Required work
Could you restate the entries below word for word and leave the images out?

The data
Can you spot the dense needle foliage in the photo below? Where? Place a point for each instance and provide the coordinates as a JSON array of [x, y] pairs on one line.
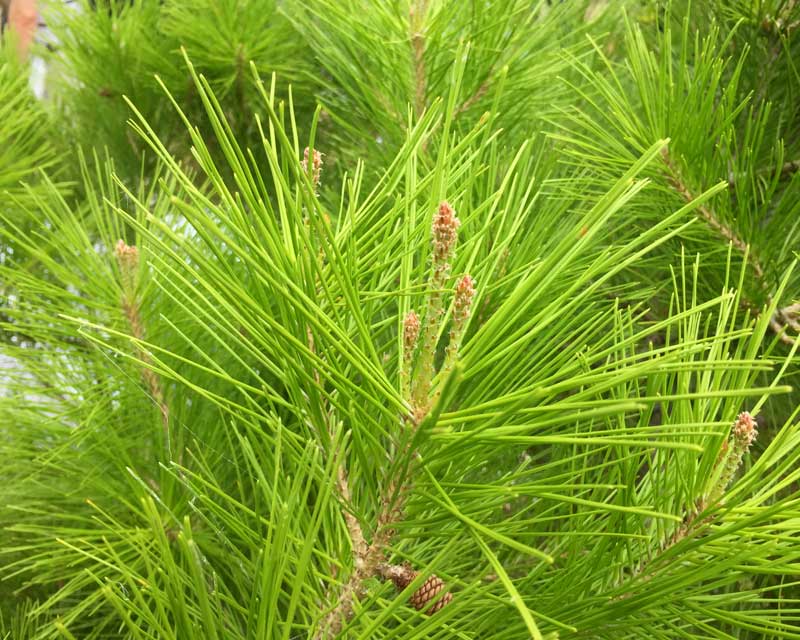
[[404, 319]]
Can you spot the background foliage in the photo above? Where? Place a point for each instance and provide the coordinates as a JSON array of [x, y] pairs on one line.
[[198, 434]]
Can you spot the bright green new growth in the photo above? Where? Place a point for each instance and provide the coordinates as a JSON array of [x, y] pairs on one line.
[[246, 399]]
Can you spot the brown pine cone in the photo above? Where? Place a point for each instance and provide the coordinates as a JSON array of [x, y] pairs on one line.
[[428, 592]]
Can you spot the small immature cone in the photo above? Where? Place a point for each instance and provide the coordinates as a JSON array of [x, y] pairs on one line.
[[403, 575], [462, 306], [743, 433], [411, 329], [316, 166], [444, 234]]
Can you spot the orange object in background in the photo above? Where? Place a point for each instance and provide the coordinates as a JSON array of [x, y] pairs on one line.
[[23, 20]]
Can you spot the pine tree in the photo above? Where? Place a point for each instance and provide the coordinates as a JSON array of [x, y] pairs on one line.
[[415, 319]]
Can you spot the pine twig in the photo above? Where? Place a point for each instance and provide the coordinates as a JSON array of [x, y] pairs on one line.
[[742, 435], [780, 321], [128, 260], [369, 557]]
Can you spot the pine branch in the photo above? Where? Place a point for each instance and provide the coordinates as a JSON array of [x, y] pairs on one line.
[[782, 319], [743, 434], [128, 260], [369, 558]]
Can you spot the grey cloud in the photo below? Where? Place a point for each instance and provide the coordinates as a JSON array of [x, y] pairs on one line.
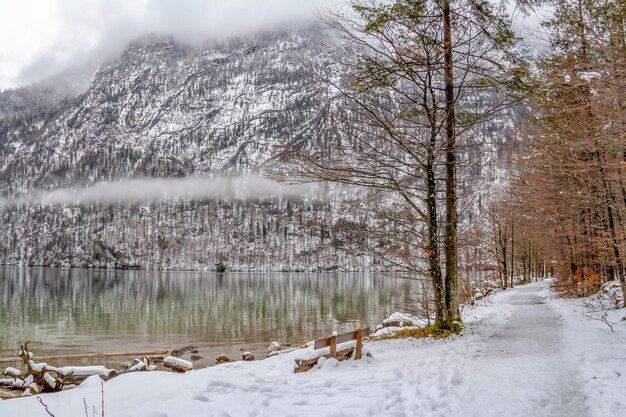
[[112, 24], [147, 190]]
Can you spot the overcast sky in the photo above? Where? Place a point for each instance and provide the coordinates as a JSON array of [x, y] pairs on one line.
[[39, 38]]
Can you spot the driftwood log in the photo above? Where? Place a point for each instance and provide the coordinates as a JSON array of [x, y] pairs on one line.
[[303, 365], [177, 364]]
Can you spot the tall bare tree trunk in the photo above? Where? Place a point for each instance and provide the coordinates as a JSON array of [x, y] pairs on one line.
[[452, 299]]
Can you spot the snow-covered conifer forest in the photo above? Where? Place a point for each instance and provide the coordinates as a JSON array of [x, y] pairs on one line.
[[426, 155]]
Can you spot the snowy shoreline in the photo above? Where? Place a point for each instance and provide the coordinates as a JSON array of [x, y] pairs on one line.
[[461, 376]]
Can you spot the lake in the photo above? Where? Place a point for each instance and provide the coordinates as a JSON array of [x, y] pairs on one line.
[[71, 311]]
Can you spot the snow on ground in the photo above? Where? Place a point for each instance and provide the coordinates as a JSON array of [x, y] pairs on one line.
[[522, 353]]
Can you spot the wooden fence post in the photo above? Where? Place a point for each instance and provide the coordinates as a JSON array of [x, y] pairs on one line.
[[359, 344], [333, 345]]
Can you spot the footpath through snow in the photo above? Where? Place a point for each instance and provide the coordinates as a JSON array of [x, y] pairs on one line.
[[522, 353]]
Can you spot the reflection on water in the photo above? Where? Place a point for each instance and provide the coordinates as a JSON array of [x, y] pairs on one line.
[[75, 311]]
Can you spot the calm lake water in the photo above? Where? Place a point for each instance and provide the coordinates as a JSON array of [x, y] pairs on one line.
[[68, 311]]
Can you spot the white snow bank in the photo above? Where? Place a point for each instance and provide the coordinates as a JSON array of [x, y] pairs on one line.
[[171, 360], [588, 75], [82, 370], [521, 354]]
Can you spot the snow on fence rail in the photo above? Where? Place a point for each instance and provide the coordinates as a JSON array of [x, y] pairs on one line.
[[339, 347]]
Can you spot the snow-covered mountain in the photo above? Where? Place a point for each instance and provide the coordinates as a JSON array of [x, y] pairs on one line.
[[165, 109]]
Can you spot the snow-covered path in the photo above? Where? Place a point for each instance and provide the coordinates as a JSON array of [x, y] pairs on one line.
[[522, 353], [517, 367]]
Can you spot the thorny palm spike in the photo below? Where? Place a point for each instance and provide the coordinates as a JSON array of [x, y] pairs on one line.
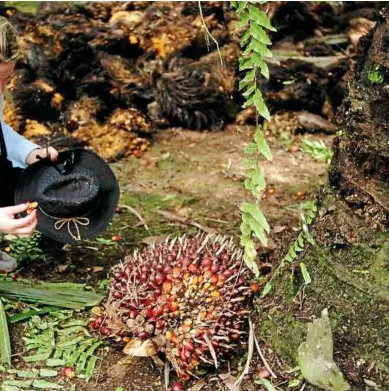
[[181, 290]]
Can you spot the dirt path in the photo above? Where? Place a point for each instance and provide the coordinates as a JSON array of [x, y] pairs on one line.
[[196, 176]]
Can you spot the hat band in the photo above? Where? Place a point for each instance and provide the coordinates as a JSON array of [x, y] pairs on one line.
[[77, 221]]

Answer space
Can you spot the dense needle foliage in the photo below? Where? Place a point for each instance and provide the coordinates as a JSON array of [x, y] pairs on one line.
[[404, 319]]
Can you spot the background foliage in the photo above? Where? Place a point for each instance and provide the coordinates as a JSON array of [x, y] pairs on one line.
[[198, 434]]
Can you spot the bright green new growth in the photo above? Where? Place a point for each instance and provide the coordinates as a JSON array of [x, y] pairs on one line.
[[246, 399]]
Can you spot the brown pine cone in the photo above? Where? Place a point for each instance and provide the coordinates as a JSON array of [x, y] pairs on one line.
[[428, 592]]
Can you spot the small immature cone in the photo above? Where? Place a point for each instance and provide the coordinates as a JSON array of [x, y] pairs on one line.
[[403, 575], [462, 306], [743, 433], [411, 329], [316, 166], [444, 234]]
Can you spot the orange object in background in the photo above? Where? Place a point for each instance and provide the coordinates as a JSON array of [x, y] pairs on one line.
[[23, 20]]
Can you spot the pine tree in the photo above? Where? Place a point for each instance and provide the coordinates as a JSON array of [x, y] pairs on one line.
[[415, 319]]
Can you spot the pine twig in the photo above? Where? Place a point for each instance and provide the coordinates as a JSON array of [x, y] pairs on one line.
[[742, 435], [780, 321], [128, 260], [369, 557]]
Can you spot the pine branch in the photo above? Where? Place a point for each instance and provide the coordinates as a JSON array of [x, y] pairs on one line.
[[782, 319], [743, 434], [128, 260], [369, 558]]
Can you spot the grey cloud in the photo below? Where? Place a point for each instance and provide the coordinates as a JSON array of [x, y] pairs on one line.
[[112, 24], [147, 190]]
Can you spot the overcast sky in the photo above? Where? Place a point for each instance and provide the coordinates as a JSON array of [x, y] pairs on one line.
[[39, 38]]
Can you spot the driftwood log in the photo above? Where? Place a point for each instance and provide the coordinates as a JSON array of [x, y] pairs on one line.
[[303, 365], [177, 364]]
Can you spot the tall bare tree trunk in the photo above? Where? Place a point for each instance and provide the coordinates as a JSON array of [x, y] pairs on one line.
[[452, 299]]
Can you spot the snow-covered conifer forest in the photo above? Where? Place a point for each instance and provide the coordinates as a JSON array of [x, y] pairs on one line.
[[426, 155]]
Can you spot the snowy shoreline in the photo above? Where? Place a point for each instance and provide the coordinates as a JSON array of [x, y] pairs on one line.
[[461, 376]]
Can you spot the lake in the photo above? Where? Place a point for each instance and provide the coordinates as a JSON array of [x, y] pairs on one line.
[[71, 311]]
Can you spot the snow on ground in the photo above? Where? Place a point for each instance and provide the coordinates as a JSON array of [x, y] pairs on one line.
[[522, 353]]
Can you spot the wooden fence post in the photo above? Where? Place a point for each instance and provide the coordinates as a JSON array of [x, y] pairs on one line.
[[359, 344], [333, 345]]
Can you spot the footpath through snow in the photo above? Where? Place a point for each instance and provide the coordinates as a JSON array of [x, y] pairs on one line.
[[522, 353]]
Can you spot the reflection on water in the photo above? Where? Place a point for each instance and provide the coordinates as a JSON array of [x, y] pairs on one line.
[[75, 311]]
Can you spot the calm lake water in the photo above? Where? Place a point for each instance and provide the coordinates as a JSON array of [x, y] pairs on one line.
[[68, 311]]
Can you spot the white snow bank in the photo above? Where? Place a point for each instance and provide the coordinates as a JSON array of [x, y] pairs on one line.
[[171, 360], [588, 75], [82, 370], [521, 354]]
Can you spot the snow on fence rail in the photo above? Where? Place a point for each instance and provide the coordinates as a JSON array of [x, y] pairs on one line.
[[339, 347]]
Can you spot the snow-covered mountain in the photo above? Where? Place a point for each instance and provide the coordinates as a JSON array of [x, y] pairs on one line.
[[165, 109]]
Can you spot the snow-covered path in the photo above? Where? Place a point for each instance and provide the coordinates as a JSON array of [x, y] pairs on one line.
[[522, 353], [517, 367]]
Can you spot the thorny palm spike in the photo below? Where? Place a point for each instance and provide the coordinates as a JSON array of [x, y] pairs on one line.
[[181, 290]]
Can you spot the dirt path in the photo above? Where? Place a point for each instance and provide the coordinates as a JSON array of [x, y] pairs on one line.
[[196, 176]]
Can you spot the hat band in the photo above? Where? Place a point for each instance and provide the coordinates as a JSON array of [x, y] pairs on one line.
[[77, 221]]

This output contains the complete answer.